Employees’ interpretations of telework can be contradictory, with some observing it as an incentive and a sign of organisational support and others seeing it as a threat to their jobs and career prospects. Managers’ decision to keep telework as a standard practice or to drop it sends different signals for employees to interpret depending on their particular context. Almudena Cañibano and Argyro Avgoustaki write that factors beyond the organisation, such as labour market conditions, play a key role in employees’ interpretation of telework as a potential threat.
Almudena Cañibano
Associate Professor of Management at ESCP Business School
Argyro Avgoustaki
Professor of Management at ESCP Business School
Telework is generally seen as a perk for employees because it can, for example, enable more autonomy, allow people to better balance work and family life and reduce commuting time. However, not all employees agree on this rosy understanding, which often depends on the type of work they perform.
In our recent publication, we show that employees’ interpretations of telework can be contradictory, with some observing telework as an incentive and a sign of organisational support and others seeing it as a threat to their jobs and career prospects.
Is telework a perk or a threat for employees?
This may come as a shock for many organisations who often implement telework to show support to their employees and satisfy their demands. Indeed, after the Covid-19 pandemic, this type of work arrangement seems to have become a “must have” to attract young talent in high demand.
So, why may certain employees interpret the practice as a risk rather than a perk? Our research suggests that, to answer this question, we need to look beyond the organisation, understand the context in which the practice is implemented and look for the existence of what we call external fit: there needs to be alignment between the signals that organisations send to employees through their HR practices and their external environment.
Analysing interviews about telework that took place during the financial crisis of 2008, we found that the macro-level environment plays a key role in employees interpreting telework as a potential threat. The crisis was a repeated and unprompted discussion topic, with workers describing telework as embedded in “these times”, “this environment”, or “this awful context”.
Because of the uncertain context, instead of seeing telework as a sign of their firm’s support, many described it as an unnecessary risk which would make them less visible to their managers and colleagues, potentially endangering their careers and jobs. In general, those employees who saw telework as a perk asked to participate in the programme and were teleworking. On the contrary, those who saw telework as a threat either rejected the practice – they did not telework at all – or did so only occasionally to ensure they were visible in the office.
Same HR practice, different interpretations
This is an important finding for HR practitioners because it underlines that the meaning of HR practices, such as telework, is not predetermined, but continually configured socially, considering events that go beyond the firm’s boundaries. The same HR practice may be interpreted very differently in different contexts.

Natural-language data for object grounding:
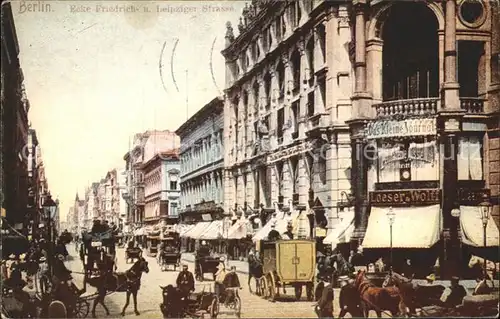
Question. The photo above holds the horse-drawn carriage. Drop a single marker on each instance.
(288, 262)
(206, 264)
(170, 254)
(196, 305)
(132, 253)
(485, 306)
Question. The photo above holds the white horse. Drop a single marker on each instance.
(491, 267)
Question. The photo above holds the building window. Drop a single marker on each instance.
(173, 209)
(281, 122)
(322, 167)
(322, 40)
(310, 104)
(322, 90)
(470, 158)
(310, 58)
(280, 72)
(295, 118)
(173, 184)
(279, 28)
(295, 60)
(255, 89)
(267, 86)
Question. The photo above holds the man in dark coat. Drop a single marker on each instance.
(456, 294)
(273, 235)
(324, 308)
(185, 281)
(231, 281)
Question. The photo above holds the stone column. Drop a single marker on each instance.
(303, 91)
(303, 187)
(450, 88)
(250, 192)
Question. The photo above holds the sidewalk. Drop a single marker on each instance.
(241, 266)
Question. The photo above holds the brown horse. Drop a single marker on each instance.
(376, 298)
(128, 281)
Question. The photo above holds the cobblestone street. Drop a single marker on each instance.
(149, 297)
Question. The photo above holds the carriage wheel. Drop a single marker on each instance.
(263, 287)
(57, 309)
(214, 308)
(199, 277)
(237, 306)
(298, 291)
(272, 287)
(309, 291)
(82, 308)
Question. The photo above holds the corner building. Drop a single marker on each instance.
(425, 130)
(288, 89)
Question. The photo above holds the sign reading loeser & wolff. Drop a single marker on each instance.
(409, 127)
(405, 197)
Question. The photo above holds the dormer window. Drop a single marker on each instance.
(255, 89)
(295, 60)
(280, 72)
(267, 86)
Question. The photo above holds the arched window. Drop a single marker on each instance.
(310, 58)
(295, 60)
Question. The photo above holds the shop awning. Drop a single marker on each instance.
(239, 229)
(281, 221)
(264, 231)
(472, 230)
(183, 228)
(197, 230)
(139, 232)
(301, 225)
(214, 231)
(341, 229)
(413, 227)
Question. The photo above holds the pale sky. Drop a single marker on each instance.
(93, 78)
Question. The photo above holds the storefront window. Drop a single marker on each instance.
(470, 158)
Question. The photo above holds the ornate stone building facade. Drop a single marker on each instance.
(426, 109)
(14, 122)
(201, 154)
(288, 88)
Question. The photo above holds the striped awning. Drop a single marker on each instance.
(197, 230)
(239, 229)
(471, 226)
(338, 230)
(413, 227)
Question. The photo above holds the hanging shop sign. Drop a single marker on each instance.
(409, 127)
(473, 196)
(405, 197)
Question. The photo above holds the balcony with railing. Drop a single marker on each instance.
(472, 105)
(318, 124)
(416, 107)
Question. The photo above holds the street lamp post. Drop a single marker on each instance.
(485, 215)
(391, 216)
(50, 208)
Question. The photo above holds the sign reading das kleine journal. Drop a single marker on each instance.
(409, 127)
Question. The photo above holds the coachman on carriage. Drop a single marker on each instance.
(169, 252)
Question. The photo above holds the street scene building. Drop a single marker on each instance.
(288, 96)
(24, 187)
(201, 156)
(349, 163)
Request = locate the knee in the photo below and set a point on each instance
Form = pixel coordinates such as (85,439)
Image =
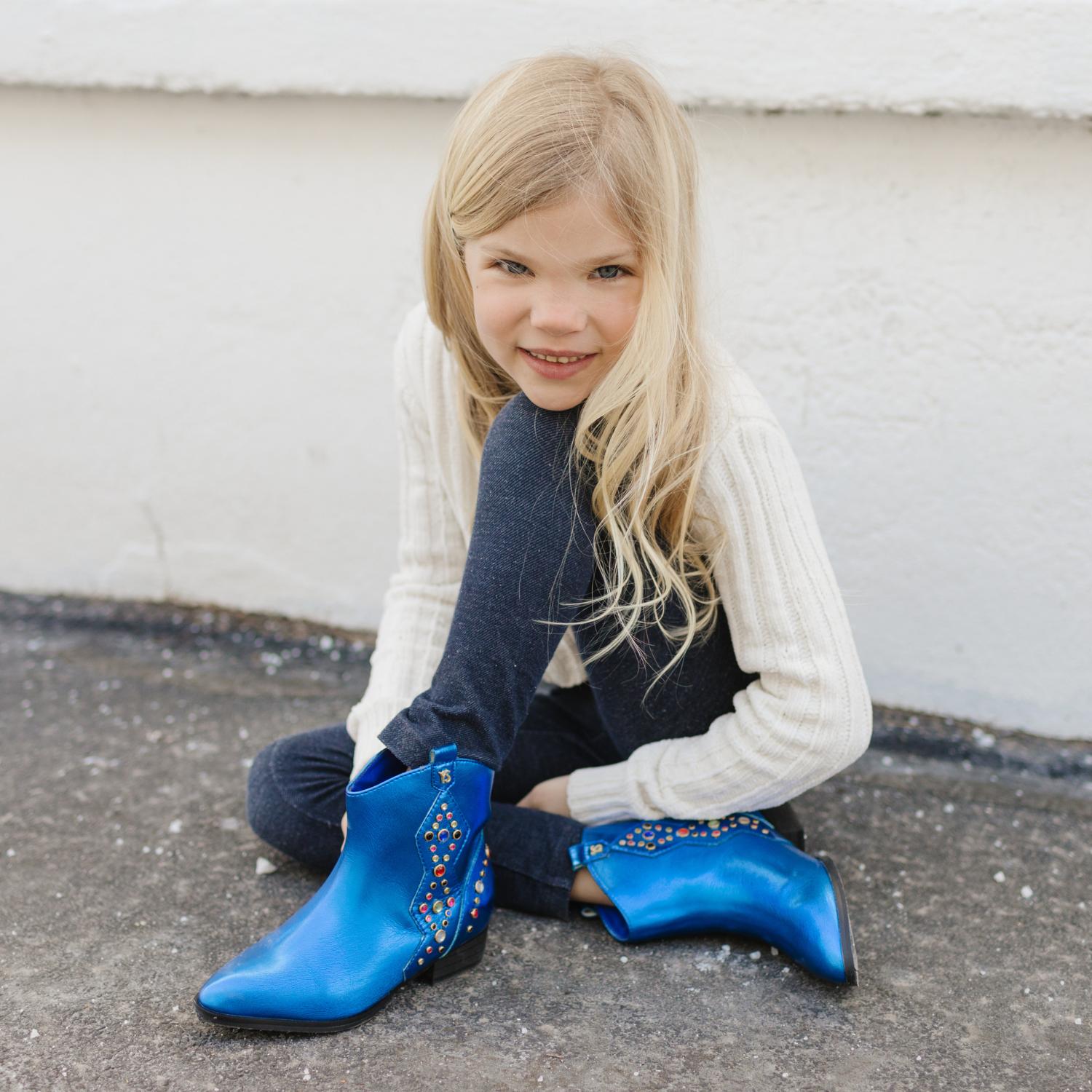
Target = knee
(526,434)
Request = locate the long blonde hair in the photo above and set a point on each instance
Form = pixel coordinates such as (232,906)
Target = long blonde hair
(539,132)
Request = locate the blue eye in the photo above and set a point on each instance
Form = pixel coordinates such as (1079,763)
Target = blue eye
(502,266)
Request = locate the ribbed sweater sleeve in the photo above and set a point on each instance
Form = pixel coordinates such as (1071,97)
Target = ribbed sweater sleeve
(808,714)
(419,601)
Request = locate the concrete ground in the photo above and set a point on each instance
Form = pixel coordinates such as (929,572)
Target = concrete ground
(128,875)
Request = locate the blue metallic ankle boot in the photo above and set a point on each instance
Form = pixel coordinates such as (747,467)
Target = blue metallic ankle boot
(737,874)
(411,897)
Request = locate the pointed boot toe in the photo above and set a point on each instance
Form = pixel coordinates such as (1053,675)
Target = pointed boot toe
(737,874)
(410,897)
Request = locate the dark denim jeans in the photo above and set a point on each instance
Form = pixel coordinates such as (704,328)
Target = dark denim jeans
(530,556)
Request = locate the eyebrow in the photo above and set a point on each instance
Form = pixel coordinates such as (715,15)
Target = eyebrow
(587,261)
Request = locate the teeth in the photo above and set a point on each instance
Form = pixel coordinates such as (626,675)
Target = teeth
(556,360)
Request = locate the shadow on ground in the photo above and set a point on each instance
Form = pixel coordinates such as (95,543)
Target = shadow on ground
(128,874)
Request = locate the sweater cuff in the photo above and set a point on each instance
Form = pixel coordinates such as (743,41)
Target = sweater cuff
(364,724)
(600,794)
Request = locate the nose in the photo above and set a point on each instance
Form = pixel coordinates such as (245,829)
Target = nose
(558,317)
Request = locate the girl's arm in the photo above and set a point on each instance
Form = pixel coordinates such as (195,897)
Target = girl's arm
(421,596)
(810,713)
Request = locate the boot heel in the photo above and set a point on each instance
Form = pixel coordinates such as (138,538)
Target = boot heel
(849,948)
(463,958)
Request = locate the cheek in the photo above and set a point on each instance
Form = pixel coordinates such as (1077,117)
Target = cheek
(491,314)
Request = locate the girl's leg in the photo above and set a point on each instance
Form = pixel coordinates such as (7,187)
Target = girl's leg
(530,552)
(296,799)
(530,849)
(296,794)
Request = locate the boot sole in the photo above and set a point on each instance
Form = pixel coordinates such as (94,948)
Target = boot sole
(849,948)
(463,958)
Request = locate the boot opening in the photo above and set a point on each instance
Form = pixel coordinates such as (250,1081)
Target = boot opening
(381,768)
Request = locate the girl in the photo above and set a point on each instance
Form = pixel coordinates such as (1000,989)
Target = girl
(570,439)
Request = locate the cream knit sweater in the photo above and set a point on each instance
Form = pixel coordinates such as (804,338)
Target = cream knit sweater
(806,716)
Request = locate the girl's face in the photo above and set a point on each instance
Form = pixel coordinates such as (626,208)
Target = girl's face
(559,282)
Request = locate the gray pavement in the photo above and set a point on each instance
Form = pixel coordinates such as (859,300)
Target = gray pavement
(128,874)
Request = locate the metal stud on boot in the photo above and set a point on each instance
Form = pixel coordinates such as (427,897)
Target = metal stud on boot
(410,897)
(737,874)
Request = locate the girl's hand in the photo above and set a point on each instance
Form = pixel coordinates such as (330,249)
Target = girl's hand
(550,795)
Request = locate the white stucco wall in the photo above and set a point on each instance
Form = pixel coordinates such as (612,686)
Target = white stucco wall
(201,290)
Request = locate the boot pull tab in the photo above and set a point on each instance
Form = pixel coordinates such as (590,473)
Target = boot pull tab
(443,760)
(582,852)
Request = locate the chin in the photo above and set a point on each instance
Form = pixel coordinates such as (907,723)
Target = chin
(556,399)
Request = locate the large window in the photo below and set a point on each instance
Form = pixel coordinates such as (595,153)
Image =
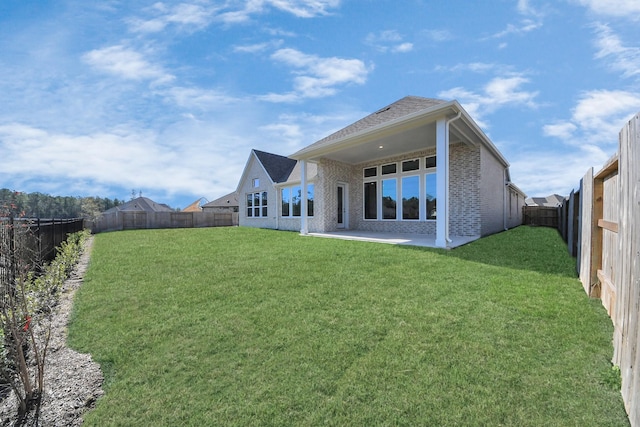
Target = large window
(292,201)
(389,199)
(430,196)
(404,191)
(411,197)
(257,204)
(371,200)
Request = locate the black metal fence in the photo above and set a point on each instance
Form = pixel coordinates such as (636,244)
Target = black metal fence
(32,241)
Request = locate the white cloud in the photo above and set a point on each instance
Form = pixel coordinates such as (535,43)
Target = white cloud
(388,41)
(185,16)
(620,8)
(258,47)
(242,11)
(560,130)
(597,118)
(438,35)
(523,27)
(305,8)
(121,158)
(202,99)
(317,77)
(403,48)
(126,63)
(619,57)
(498,93)
(533,19)
(554,171)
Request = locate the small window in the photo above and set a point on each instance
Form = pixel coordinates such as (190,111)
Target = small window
(369,172)
(390,168)
(410,165)
(430,162)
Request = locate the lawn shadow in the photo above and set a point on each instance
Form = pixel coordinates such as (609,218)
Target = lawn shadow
(538,249)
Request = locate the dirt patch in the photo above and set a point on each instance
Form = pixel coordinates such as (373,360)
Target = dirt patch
(73,380)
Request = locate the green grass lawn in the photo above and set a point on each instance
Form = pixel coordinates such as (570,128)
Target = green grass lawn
(237,326)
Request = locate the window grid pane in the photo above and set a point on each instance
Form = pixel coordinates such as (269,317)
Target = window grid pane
(370,200)
(411,197)
(389,199)
(430,185)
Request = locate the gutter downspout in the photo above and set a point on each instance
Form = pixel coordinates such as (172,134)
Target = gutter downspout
(304,228)
(446,127)
(504,199)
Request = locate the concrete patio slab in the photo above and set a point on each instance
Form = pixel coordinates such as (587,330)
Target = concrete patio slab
(423,240)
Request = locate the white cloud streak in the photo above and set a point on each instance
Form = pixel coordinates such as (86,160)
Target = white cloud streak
(619,57)
(619,8)
(498,93)
(317,77)
(126,63)
(597,118)
(388,41)
(197,15)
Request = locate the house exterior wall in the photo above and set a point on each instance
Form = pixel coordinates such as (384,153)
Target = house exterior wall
(294,223)
(464,190)
(330,174)
(465,218)
(255,170)
(492,193)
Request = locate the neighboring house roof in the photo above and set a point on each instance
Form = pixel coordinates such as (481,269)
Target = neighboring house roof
(194,207)
(277,167)
(141,204)
(553,200)
(228,200)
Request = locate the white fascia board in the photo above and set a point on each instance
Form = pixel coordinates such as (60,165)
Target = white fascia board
(381,130)
(483,137)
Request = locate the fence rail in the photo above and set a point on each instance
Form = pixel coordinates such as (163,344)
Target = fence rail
(544,216)
(127,220)
(601,224)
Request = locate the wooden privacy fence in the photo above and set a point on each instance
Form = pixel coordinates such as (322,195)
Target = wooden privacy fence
(131,220)
(545,216)
(609,254)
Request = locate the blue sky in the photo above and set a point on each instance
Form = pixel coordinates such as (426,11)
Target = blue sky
(168,98)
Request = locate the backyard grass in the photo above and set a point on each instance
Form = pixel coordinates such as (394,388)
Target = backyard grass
(238,326)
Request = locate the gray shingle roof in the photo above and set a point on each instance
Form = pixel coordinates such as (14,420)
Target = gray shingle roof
(400,108)
(227,200)
(278,167)
(141,204)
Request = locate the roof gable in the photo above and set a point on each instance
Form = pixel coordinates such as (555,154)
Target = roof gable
(277,167)
(403,107)
(227,200)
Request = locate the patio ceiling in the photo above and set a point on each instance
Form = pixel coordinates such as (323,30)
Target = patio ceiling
(410,134)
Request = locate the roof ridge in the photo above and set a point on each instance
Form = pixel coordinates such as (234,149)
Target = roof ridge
(405,106)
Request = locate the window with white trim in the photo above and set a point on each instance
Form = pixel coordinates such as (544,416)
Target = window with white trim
(257,204)
(291,198)
(402,191)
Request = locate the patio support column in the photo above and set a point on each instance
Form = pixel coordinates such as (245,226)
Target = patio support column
(442,183)
(304,229)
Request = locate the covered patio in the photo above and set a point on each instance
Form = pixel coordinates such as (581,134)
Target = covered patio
(422,240)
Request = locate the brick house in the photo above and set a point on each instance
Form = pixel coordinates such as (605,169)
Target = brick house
(418,166)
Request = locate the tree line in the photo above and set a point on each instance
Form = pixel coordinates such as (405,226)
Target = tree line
(39,205)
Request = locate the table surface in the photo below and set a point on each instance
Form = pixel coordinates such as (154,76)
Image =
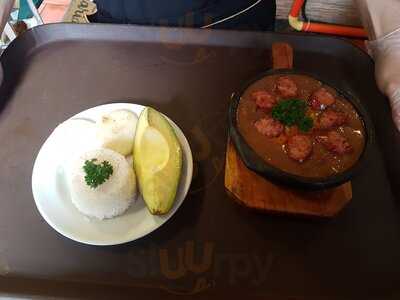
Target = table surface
(212,247)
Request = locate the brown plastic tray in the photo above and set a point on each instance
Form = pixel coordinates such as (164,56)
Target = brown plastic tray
(211,247)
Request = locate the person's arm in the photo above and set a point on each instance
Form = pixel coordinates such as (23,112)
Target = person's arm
(5,10)
(381,20)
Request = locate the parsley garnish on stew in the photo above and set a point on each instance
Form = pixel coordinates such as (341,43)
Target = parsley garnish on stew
(293,112)
(97,174)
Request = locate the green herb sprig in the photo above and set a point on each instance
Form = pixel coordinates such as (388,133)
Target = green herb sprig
(293,112)
(97,174)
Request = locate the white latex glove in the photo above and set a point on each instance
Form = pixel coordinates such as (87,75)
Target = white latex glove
(382,22)
(5,10)
(386,53)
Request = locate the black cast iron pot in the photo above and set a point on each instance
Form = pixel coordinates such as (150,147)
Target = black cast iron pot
(258,165)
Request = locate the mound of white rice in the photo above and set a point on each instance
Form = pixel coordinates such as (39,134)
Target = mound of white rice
(110,199)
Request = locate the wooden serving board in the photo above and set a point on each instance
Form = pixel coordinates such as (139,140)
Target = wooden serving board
(255,192)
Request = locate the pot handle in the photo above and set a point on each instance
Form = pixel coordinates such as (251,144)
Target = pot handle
(282,56)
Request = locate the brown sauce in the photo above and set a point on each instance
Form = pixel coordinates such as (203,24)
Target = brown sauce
(321,162)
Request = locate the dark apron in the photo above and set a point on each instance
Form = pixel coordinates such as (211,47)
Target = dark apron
(187,13)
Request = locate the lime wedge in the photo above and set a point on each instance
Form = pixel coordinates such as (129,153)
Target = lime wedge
(157,159)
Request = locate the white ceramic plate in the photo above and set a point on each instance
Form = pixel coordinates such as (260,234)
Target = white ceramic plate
(51,193)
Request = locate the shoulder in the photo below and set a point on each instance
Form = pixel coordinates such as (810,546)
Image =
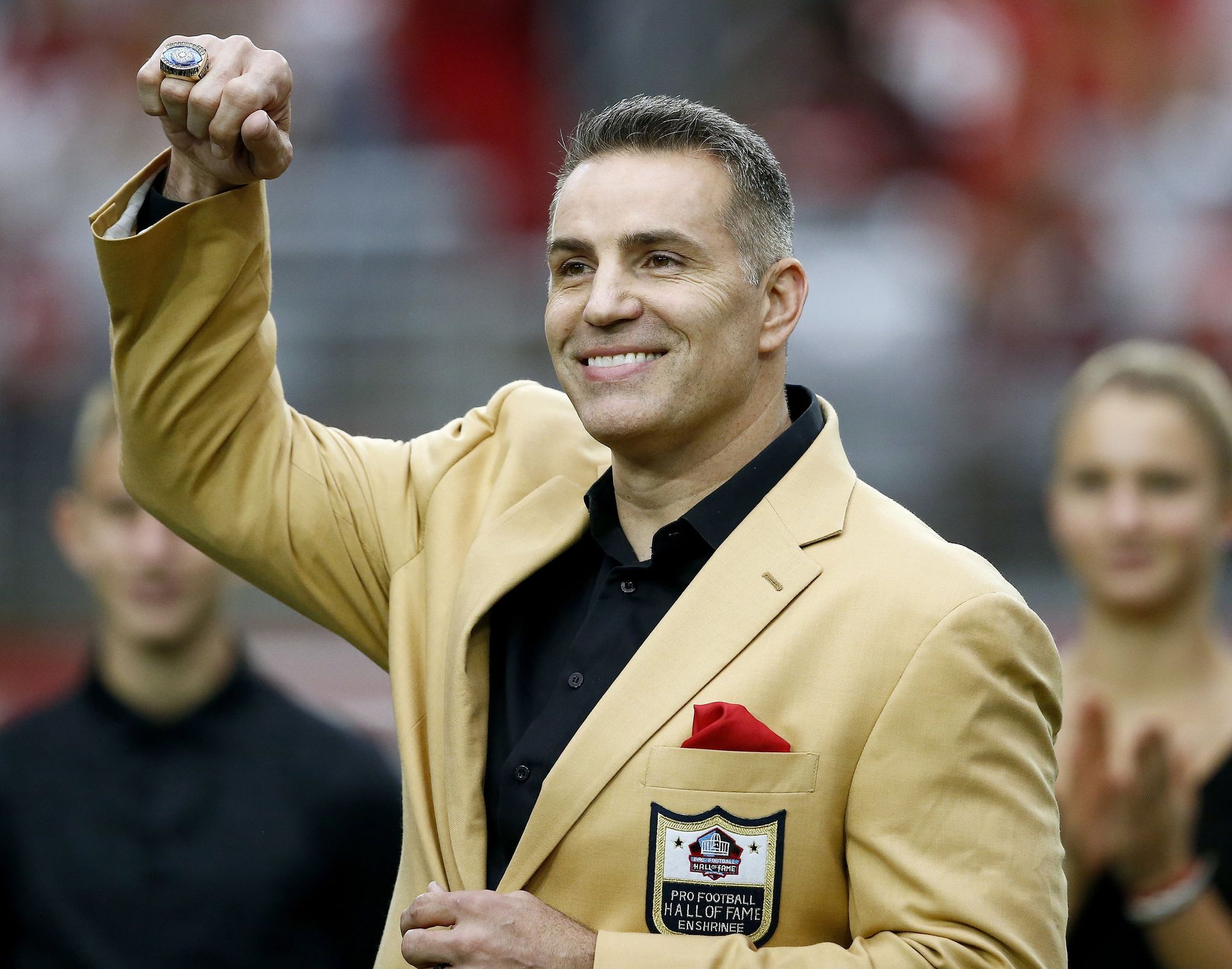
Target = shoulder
(912,561)
(48,737)
(525,432)
(529,412)
(37,729)
(307,743)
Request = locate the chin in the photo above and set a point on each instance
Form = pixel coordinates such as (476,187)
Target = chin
(162,630)
(1143,598)
(612,421)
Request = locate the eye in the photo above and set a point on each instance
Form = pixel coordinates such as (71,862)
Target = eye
(120,509)
(1164,483)
(662,261)
(573,267)
(1089,481)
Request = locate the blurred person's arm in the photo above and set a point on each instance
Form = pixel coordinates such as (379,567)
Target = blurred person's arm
(1199,937)
(8,904)
(1160,819)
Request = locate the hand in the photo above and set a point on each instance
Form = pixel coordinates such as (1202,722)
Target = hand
(232,127)
(482,930)
(1089,795)
(1160,811)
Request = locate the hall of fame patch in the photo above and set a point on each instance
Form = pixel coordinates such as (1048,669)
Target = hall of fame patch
(714,873)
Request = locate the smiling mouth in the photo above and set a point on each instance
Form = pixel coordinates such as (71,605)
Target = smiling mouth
(620,360)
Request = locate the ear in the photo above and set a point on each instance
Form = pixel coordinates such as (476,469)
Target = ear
(785,289)
(65,517)
(1226,521)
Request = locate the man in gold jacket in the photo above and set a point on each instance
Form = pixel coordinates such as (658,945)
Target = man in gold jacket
(829,744)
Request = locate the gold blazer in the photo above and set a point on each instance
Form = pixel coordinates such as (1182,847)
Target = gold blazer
(912,825)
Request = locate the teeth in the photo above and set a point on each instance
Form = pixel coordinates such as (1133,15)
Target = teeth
(620,360)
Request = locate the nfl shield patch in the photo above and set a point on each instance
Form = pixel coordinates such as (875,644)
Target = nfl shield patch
(714,873)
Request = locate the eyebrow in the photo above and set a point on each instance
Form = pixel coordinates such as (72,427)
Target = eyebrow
(629,240)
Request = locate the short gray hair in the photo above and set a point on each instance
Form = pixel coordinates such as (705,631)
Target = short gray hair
(759,213)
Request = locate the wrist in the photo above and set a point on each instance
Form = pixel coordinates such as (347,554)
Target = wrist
(1141,880)
(185,182)
(1168,899)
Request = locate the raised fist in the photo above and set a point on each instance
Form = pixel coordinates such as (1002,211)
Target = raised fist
(229,129)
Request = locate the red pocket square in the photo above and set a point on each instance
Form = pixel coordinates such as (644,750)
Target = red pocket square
(731,727)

• **What is required**
According to the telework article, which benefits make telework generally seen as a perk for employees?

• **Finished task**
- More autonomy
- Better balance between work and family life
- Reduced commuting time